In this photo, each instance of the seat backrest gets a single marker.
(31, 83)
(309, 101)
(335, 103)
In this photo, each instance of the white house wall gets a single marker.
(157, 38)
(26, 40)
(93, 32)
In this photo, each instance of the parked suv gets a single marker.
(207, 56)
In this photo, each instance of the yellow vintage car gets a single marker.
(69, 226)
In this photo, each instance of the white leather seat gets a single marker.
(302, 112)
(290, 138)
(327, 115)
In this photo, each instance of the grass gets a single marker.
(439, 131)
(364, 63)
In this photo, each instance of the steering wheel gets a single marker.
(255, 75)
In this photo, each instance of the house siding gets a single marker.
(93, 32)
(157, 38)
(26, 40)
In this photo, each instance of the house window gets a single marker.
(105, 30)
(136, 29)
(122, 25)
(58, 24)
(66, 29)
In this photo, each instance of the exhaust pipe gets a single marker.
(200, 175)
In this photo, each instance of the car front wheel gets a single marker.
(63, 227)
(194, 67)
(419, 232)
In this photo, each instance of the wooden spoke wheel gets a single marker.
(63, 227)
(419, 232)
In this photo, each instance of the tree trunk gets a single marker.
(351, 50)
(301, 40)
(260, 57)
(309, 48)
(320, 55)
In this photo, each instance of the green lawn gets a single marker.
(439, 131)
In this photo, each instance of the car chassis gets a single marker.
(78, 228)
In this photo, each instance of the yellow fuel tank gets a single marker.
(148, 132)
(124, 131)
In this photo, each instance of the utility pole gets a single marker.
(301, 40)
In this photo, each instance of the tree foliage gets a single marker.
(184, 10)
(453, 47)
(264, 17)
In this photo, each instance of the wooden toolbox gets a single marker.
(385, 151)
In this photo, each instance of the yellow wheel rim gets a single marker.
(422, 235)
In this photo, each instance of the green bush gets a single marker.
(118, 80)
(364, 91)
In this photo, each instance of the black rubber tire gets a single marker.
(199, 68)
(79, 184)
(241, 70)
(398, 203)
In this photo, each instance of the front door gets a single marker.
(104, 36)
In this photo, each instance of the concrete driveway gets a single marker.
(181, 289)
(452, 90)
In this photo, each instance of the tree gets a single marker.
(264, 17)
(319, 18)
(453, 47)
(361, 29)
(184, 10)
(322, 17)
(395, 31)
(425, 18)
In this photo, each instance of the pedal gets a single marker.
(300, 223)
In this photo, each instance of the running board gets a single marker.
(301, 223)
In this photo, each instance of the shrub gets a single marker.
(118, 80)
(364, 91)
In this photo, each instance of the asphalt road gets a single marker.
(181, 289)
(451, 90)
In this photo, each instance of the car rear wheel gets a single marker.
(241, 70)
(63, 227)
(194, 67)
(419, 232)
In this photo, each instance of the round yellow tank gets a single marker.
________
* [What is required]: The lines you need run from the one containing "In this photo, each instance of the front" to the end of the listing. Output exactly those, both ends included.

* [Response area]:
In this photo, each instance of the front door gets a single marker.
(104, 36)
In this photo, each instance of the concrete driveway gets a single marker.
(181, 289)
(452, 90)
In this photo, each instance of the tree gets a single marker.
(264, 17)
(319, 18)
(453, 47)
(361, 29)
(184, 10)
(322, 17)
(395, 31)
(425, 18)
In this photo, each instance of the pedal gets a single marker.
(300, 223)
In this photo, each instance of the running board gets a single marker.
(301, 223)
In this photo, each instance of the shrub gets a single marker.
(118, 80)
(364, 91)
In this photo, each instance of the asphalt road gets a single marker.
(181, 289)
(451, 90)
In this photo, each instance of the car rear wheel gets a single marker.
(241, 70)
(63, 227)
(194, 67)
(419, 232)
In this photo, each instance of the round yellow tank gets a single marker.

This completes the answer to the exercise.